DIRECTIVE - In the forum thread on tarantula gloves, reproduce everything from "Hex Armor Gloves are" down to "fangs these will..", replacing "needles" with "syringes".

TEXT BLOCK -

# Tarantula Gloves?



## Musicwolf (Dec 18, 2010)

This may be way out there, but since I'm in police work anyway . . . I've started working in my T enclosures with my kevlar gloves. I'm just curious if they would actually thwart a T bite or if I'm just making myself feel better with a placibo. I realize that no glove is completely "pierce proof", but kevlar is certainly resistant to needle sticks etc.

The differences I can think of are thickness of T fangs vs. hypodermic needles, purposeful biting by a T vs. accidental needle sticks, and on the opposite side, I'm a bit stronger than a T when I'm searching someone.

Any thoughts or info. that I haven't come up with?

Reactions: Face Palm 1


----------



## Scoolman (Dec 18, 2010)

If the weave of your gloves is dense enough to prevent a hypodermic needle from getting through I think they might work. Perhaps you should do a test with something of similar diameter to a tarantula fang to see how much force is needed to pierce the glove.


----------



## Poxicator (Dec 18, 2010)

Out of interest what species do you keep?
There's very little reason for protective gloves for most of the NW species.

I think a test with a strong strike with a needle would provide the answer.


----------



## Musicwolf (Dec 18, 2010)

Poxicator said:


> Out of interest what species do you keep?
> There's very little reason for protective gloves for most of the NW species.
> 
> I think a test with a strong strike with a needle would provide the answer.



I'm currently keeping 17 species of tarantulas - about half OW (complete list on my profile). My 4 species of Pokies, H. lividum, and my two Australians - Phlogius sp. "pq113" (no recorded bites, but they are Australian and could be significant) are the ones that most make me respectful of bite precautions.

Anyway, I know for a fact that a "strong" strike with a needle can pierce the gloves - they are only resistant. What I don't know is how strong tarantula bites are. I can get a needle through the gloves, but it does take a little effort.


----------



## Mez (Dec 18, 2010)

Hex Armor Gloves are war people are using with front fang venomous and they seem to work...there are YouTube demos with needles etc.


----------



## briarpatch10 (Dec 18, 2010)

I used hex armor gloves when I worked in corrections and they work like a charm...never got a stick and found several needles in pockets.. If any glove works on t fangs these will..


----------



## Scorpionking20 (Dec 18, 2010)

That's a great question.  If you have a scale, hold the needle on it and see where it gets to while you are pressing the glove on it.

If it climbs even to a half pound or even a pound or more, that should be sufficient.  I can't imagine a spider could come up with that kind of force with such a small amount of weight.  Speculation on my part?  Yes.  Fairly sound reasoning?  I think so.

MATERIAL PROVIDED -
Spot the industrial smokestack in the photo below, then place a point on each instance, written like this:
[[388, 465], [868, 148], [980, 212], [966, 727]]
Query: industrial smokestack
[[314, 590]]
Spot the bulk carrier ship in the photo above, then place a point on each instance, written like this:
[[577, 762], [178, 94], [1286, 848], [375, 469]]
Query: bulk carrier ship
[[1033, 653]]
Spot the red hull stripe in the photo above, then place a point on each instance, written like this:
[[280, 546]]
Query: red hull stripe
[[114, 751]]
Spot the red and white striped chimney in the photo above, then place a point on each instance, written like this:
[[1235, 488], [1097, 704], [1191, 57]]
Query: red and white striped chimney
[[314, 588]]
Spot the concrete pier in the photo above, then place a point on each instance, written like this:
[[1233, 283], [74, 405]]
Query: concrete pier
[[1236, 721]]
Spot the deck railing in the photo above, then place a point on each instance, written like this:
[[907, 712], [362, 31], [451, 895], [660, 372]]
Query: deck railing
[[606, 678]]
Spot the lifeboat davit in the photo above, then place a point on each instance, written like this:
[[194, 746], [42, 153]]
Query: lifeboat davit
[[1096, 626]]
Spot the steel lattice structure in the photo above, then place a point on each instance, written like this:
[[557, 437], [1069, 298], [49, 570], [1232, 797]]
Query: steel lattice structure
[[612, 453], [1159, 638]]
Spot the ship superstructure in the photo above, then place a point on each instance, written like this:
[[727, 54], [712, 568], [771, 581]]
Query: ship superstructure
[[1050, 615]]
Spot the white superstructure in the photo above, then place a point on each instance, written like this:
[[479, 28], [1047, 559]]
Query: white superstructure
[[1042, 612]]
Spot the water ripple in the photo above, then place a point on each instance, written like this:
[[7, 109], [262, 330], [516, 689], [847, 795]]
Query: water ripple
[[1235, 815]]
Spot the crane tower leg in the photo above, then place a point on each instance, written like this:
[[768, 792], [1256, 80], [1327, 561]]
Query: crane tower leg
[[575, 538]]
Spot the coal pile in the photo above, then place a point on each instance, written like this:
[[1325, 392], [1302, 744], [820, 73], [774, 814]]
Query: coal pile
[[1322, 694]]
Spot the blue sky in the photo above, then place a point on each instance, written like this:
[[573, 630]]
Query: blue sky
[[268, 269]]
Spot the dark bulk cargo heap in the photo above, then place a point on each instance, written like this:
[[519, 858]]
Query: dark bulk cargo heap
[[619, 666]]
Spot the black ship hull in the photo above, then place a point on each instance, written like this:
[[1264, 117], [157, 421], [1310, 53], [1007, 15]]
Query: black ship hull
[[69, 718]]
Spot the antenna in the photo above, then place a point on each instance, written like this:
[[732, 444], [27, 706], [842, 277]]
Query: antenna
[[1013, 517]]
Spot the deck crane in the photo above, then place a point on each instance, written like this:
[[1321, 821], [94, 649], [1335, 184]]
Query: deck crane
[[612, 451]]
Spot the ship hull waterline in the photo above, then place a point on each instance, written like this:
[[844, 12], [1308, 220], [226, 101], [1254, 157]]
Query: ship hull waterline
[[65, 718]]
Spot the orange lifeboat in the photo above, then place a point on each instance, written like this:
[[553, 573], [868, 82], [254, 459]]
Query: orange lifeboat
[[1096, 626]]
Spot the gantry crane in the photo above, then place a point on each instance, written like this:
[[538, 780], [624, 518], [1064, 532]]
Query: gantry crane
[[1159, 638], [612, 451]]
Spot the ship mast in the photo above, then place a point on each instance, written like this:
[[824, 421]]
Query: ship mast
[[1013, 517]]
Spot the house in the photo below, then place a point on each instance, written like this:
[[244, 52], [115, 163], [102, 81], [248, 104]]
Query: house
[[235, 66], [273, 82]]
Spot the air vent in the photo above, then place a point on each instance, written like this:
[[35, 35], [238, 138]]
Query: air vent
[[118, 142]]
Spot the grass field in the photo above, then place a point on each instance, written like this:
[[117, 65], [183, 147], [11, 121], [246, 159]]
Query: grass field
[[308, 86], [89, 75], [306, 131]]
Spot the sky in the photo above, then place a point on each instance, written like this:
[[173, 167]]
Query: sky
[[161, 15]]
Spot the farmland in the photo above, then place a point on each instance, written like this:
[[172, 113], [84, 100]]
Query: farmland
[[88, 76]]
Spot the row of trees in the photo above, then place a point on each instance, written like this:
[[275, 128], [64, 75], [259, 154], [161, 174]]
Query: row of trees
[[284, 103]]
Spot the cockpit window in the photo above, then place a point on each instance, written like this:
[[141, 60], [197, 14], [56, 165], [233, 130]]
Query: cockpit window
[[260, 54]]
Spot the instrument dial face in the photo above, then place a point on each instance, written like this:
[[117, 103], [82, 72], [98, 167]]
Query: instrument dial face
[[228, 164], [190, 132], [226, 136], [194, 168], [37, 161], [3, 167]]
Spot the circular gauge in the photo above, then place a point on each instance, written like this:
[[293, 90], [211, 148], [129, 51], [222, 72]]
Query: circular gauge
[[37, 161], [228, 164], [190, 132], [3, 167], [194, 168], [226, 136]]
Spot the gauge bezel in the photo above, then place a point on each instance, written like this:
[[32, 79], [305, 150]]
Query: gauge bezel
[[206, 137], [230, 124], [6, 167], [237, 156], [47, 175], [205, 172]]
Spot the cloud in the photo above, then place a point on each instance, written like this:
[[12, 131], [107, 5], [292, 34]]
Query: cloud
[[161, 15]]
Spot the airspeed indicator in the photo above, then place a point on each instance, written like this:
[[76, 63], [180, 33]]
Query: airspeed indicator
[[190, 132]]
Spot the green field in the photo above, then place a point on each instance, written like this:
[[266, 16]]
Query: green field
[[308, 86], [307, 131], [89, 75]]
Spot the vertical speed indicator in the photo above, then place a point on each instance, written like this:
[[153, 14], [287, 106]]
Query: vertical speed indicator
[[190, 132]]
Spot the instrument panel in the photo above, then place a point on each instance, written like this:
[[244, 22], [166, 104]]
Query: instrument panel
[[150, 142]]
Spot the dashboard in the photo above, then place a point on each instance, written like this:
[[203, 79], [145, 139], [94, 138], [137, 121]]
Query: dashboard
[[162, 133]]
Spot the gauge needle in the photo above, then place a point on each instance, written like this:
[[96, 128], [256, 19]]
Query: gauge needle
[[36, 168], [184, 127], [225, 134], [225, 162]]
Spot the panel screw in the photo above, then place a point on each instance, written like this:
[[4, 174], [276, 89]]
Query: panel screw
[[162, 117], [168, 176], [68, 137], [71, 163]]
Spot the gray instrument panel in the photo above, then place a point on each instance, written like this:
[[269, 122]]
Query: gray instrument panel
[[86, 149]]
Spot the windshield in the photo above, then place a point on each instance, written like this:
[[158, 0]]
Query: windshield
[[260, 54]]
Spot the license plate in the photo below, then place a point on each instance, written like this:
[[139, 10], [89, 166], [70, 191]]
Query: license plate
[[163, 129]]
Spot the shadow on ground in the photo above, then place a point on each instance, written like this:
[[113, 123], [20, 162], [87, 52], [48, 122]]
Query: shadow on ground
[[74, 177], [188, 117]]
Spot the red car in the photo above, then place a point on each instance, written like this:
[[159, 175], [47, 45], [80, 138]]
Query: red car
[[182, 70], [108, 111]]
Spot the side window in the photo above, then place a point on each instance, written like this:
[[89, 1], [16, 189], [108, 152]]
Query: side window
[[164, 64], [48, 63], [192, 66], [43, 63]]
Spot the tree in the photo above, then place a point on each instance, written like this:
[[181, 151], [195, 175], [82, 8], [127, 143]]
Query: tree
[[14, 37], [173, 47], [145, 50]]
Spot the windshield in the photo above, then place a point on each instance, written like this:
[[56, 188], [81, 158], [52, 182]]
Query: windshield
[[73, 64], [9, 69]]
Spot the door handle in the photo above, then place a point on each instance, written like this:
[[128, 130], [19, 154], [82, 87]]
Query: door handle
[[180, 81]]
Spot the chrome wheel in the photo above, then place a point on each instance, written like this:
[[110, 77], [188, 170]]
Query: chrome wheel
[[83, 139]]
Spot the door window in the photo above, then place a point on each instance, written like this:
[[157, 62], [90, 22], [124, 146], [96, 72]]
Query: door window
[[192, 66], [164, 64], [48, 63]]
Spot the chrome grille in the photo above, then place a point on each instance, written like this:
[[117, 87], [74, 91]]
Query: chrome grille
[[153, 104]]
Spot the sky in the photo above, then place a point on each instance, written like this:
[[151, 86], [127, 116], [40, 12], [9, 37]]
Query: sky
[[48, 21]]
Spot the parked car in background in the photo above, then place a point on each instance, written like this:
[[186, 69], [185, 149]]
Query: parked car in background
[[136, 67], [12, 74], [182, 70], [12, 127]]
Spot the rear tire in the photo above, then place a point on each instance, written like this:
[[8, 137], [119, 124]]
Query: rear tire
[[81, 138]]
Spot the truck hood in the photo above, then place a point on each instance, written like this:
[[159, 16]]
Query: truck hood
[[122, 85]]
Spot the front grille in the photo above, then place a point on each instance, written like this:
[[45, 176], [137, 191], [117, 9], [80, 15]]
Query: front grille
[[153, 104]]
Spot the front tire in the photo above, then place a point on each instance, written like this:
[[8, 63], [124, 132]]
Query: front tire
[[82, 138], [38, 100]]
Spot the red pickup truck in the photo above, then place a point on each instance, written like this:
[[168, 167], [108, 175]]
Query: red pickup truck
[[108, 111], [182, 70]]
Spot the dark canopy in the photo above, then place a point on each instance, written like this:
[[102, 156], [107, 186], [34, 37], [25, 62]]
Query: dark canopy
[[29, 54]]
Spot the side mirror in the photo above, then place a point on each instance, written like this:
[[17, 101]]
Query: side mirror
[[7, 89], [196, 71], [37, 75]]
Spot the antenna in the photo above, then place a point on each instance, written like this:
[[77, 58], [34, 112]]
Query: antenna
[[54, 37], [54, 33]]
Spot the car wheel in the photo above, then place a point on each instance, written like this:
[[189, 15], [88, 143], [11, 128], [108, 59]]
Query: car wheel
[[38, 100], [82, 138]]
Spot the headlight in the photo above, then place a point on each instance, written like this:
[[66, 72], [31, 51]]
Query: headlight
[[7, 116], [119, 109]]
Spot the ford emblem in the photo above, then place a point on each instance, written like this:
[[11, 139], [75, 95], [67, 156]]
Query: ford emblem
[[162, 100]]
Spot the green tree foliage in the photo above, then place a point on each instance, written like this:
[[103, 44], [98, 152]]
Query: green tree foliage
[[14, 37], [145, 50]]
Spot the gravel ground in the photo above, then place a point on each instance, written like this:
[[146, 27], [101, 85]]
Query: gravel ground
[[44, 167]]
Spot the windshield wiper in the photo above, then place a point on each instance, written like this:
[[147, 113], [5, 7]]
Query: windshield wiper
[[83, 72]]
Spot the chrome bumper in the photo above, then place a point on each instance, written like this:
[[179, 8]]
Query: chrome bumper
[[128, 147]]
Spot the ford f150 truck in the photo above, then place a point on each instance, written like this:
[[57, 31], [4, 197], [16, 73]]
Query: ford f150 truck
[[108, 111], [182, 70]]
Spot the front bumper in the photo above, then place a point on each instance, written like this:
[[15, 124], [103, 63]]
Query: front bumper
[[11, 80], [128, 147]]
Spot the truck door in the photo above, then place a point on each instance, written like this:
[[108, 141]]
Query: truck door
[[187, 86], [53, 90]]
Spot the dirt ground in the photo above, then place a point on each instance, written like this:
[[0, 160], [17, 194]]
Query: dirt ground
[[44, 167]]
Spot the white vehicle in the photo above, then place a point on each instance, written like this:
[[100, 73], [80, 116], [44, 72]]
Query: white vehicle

WRITTEN SOLUTION -
Hex Armor Gloves are war people are using with front fang venomous and they seem to work...there are YouTube demos with syringes etc.


----------



## briarpatch10 (Dec 18, 2010)

I used hex armor gloves when I worked in corrections and they work like a charm...never got a stick and found several syringes in pockets.. If any glove works on t fangs these will..